*** STORED DATA

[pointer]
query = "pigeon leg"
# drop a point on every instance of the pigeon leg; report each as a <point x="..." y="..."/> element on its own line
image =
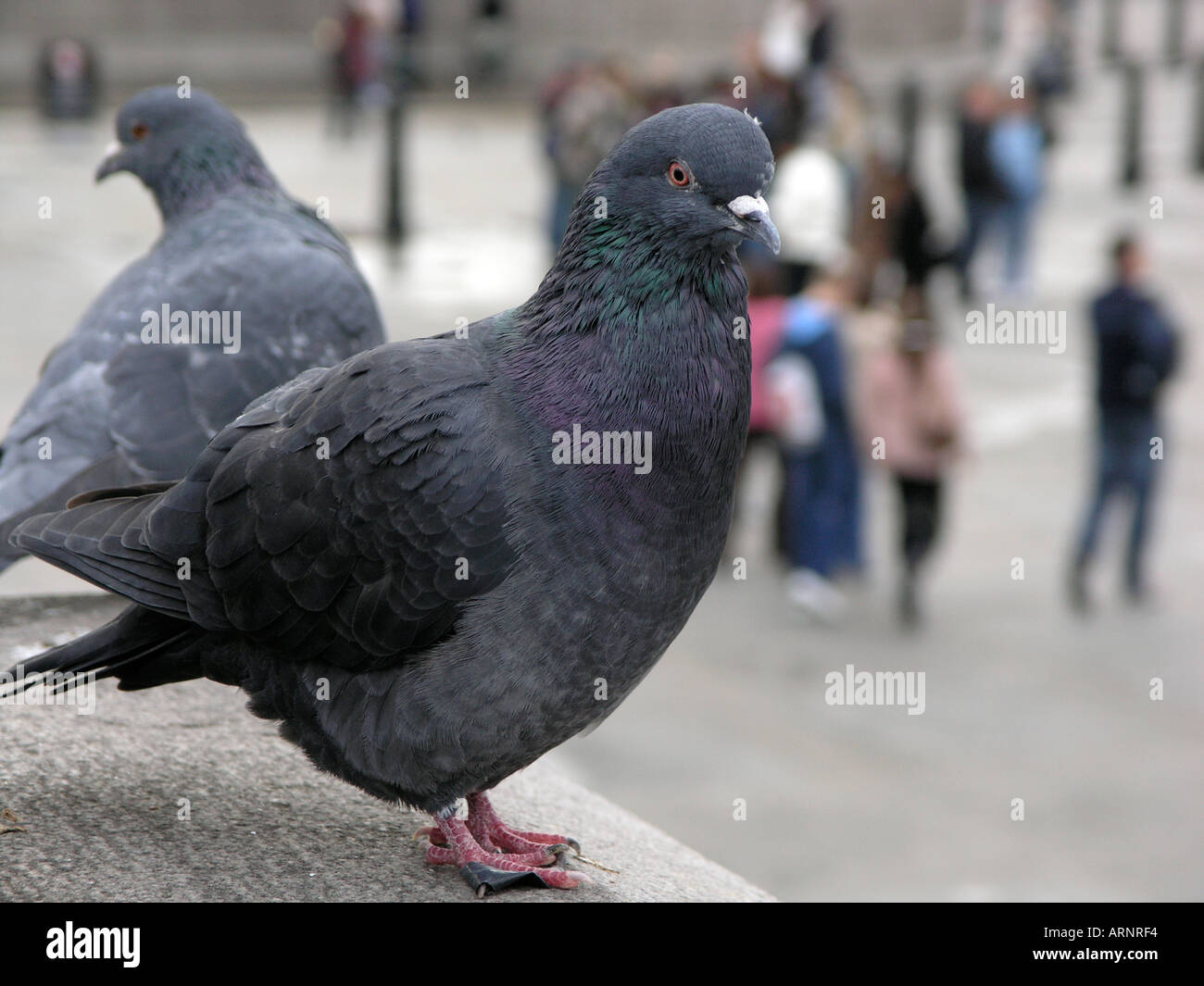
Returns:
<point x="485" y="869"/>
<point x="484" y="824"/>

******
*** STORED DATA

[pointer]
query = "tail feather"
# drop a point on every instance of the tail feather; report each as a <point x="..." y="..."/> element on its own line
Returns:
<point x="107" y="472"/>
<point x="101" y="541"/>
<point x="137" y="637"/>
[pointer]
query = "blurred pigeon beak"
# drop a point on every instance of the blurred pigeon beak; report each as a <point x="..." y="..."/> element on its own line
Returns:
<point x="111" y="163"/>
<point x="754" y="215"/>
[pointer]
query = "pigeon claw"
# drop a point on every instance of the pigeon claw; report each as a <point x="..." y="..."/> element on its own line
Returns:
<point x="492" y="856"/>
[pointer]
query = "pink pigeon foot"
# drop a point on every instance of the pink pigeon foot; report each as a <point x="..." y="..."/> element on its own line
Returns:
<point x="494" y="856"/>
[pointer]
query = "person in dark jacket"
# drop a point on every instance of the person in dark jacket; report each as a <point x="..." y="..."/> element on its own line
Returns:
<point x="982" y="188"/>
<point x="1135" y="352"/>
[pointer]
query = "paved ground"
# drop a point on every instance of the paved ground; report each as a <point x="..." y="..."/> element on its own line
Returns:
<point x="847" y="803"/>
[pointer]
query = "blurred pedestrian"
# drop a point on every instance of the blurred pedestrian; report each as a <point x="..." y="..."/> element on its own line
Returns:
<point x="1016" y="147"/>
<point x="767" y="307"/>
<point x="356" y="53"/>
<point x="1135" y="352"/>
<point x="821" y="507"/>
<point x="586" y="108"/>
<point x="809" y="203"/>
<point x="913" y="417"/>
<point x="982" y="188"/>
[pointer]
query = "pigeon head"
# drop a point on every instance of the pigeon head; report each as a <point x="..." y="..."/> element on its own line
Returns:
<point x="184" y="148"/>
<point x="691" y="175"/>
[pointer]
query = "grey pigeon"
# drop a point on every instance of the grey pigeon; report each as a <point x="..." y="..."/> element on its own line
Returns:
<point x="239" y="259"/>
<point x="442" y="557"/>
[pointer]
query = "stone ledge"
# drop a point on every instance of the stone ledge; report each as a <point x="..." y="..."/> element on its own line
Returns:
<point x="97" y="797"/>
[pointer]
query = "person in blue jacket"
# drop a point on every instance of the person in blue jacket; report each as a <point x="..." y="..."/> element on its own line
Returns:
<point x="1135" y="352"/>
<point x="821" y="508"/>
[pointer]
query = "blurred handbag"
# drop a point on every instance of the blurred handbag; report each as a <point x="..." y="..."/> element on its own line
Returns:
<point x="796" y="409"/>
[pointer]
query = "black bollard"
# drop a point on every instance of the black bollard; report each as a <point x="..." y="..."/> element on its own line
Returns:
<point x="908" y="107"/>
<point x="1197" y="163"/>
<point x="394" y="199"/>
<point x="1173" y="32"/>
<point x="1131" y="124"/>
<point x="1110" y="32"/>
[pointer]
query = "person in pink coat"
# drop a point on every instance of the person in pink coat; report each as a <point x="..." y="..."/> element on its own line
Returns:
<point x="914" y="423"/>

******

Count the lines in the listing above that contain the word "person". Reply with only the count.

● **SOLUTION FOR THIS EXERCISE**
6